[Records from a pointing dataset]
--------------------------------

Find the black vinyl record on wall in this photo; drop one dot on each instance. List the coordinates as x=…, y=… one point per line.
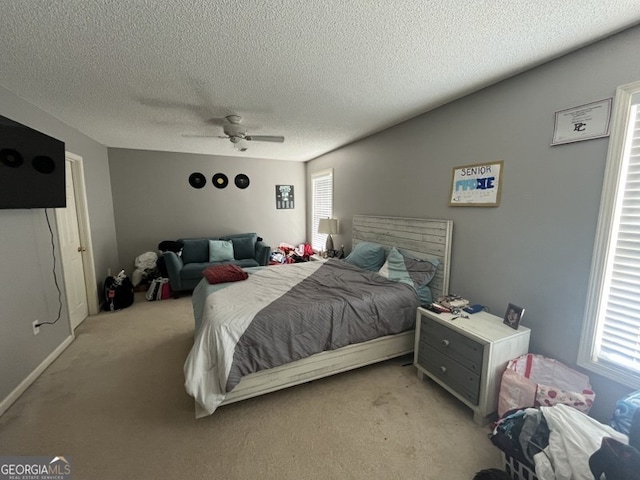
x=197, y=180
x=242, y=181
x=220, y=180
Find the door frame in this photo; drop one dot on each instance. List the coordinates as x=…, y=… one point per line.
x=84, y=231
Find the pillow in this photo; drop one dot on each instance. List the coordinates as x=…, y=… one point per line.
x=220, y=251
x=367, y=255
x=402, y=267
x=245, y=247
x=224, y=273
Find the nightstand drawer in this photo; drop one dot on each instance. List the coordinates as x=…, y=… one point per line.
x=452, y=344
x=463, y=381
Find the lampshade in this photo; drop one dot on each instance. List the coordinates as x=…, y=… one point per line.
x=328, y=225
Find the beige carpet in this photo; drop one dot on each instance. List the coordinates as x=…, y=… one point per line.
x=114, y=402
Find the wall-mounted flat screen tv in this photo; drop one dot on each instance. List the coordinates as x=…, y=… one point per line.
x=32, y=171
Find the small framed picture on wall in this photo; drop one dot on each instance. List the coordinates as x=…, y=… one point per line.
x=284, y=196
x=513, y=316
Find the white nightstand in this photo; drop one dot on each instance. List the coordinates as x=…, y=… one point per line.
x=467, y=356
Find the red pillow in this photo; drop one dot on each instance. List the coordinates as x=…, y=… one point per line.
x=224, y=273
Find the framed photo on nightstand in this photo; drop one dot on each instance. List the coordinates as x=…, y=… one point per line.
x=513, y=316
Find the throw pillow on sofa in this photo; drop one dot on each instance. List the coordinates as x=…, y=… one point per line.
x=220, y=251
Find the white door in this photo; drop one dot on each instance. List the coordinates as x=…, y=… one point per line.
x=71, y=252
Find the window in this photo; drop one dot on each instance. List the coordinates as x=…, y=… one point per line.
x=322, y=205
x=610, y=342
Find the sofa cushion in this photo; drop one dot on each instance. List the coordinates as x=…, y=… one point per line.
x=193, y=271
x=195, y=250
x=220, y=251
x=244, y=246
x=224, y=273
x=247, y=262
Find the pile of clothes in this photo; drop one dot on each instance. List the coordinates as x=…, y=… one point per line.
x=561, y=442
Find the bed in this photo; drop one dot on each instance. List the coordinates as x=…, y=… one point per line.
x=214, y=378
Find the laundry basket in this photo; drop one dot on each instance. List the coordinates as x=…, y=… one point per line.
x=534, y=380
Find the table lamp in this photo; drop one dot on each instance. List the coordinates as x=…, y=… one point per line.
x=328, y=226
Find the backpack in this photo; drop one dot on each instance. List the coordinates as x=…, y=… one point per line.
x=118, y=292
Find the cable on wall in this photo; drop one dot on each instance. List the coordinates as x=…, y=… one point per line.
x=55, y=277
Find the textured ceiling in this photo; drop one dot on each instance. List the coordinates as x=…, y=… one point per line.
x=157, y=75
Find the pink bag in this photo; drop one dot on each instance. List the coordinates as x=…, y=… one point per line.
x=533, y=380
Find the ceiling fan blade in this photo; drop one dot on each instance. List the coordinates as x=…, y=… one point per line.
x=201, y=135
x=264, y=138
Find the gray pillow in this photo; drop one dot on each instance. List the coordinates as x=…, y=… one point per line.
x=402, y=267
x=220, y=251
x=367, y=255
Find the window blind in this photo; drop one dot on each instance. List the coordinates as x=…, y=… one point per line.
x=618, y=338
x=322, y=186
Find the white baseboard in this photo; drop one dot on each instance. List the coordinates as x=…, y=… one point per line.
x=26, y=383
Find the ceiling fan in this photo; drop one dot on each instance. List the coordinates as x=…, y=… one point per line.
x=236, y=132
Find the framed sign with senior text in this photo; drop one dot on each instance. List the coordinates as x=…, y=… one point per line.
x=477, y=185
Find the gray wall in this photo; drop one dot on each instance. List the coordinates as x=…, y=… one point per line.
x=28, y=291
x=535, y=249
x=153, y=200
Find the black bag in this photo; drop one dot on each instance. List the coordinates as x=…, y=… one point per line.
x=118, y=292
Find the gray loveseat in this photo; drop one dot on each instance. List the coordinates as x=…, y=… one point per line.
x=185, y=271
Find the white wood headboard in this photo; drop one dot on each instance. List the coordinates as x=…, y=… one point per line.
x=424, y=238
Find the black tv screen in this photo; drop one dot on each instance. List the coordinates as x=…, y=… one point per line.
x=32, y=171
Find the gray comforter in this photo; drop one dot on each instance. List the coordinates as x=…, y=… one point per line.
x=285, y=313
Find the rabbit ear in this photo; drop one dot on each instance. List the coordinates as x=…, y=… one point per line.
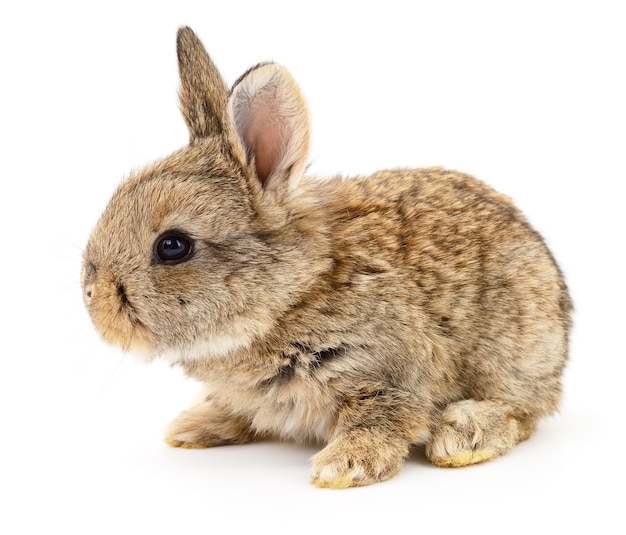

--------------------------------

■ **EXERCISE**: Render the part of the records that opens with the line containing "Find the gray pillow" and closes with the line containing "x=185, y=271" as a Markdown table with the columns Row and Content, giving each line its own numbered row and omitting any blank lines.

■ **EXERCISE RESPONSE**:
| Row | Content |
|---|---|
| 1 | Find the gray pillow in this photo; drop one dot on each instance. List the coordinates as x=…, y=… one point per line. |
| 2 | x=402, y=267 |
| 3 | x=220, y=251 |
| 4 | x=367, y=255 |
| 5 | Find the window blind in this photo; drop one dot on each instance. List the coordinates as x=…, y=… one point per line. |
| 6 | x=618, y=338 |
| 7 | x=322, y=186 |
| 8 | Find the white baseboard in this photo; drop one dot on each instance. List the coordinates as x=…, y=… one point per line. |
| 9 | x=26, y=383 |
| 10 | Find the ceiling fan in this photo; drop one dot on each instance. List the coordinates as x=…, y=… one point per line. |
| 11 | x=236, y=132 |
| 12 | Find the framed sign with senior text in this photo; drop one dot on each instance. List the coordinates as x=…, y=… one point per line. |
| 13 | x=477, y=185 |
| 14 | Find the gray wall in this photo; drop one dot on each instance. List the coordinates as x=…, y=… one point per line. |
| 15 | x=28, y=291 |
| 16 | x=535, y=249 |
| 17 | x=153, y=200 |
| 18 | Find the black bag in this photo; drop one dot on each instance. List the coordinates as x=…, y=… one point per line. |
| 19 | x=118, y=292 |
| 20 | Find the gray loveseat in this photo; drop one dot on each instance. List the coordinates as x=…, y=… one point per line. |
| 21 | x=185, y=271 |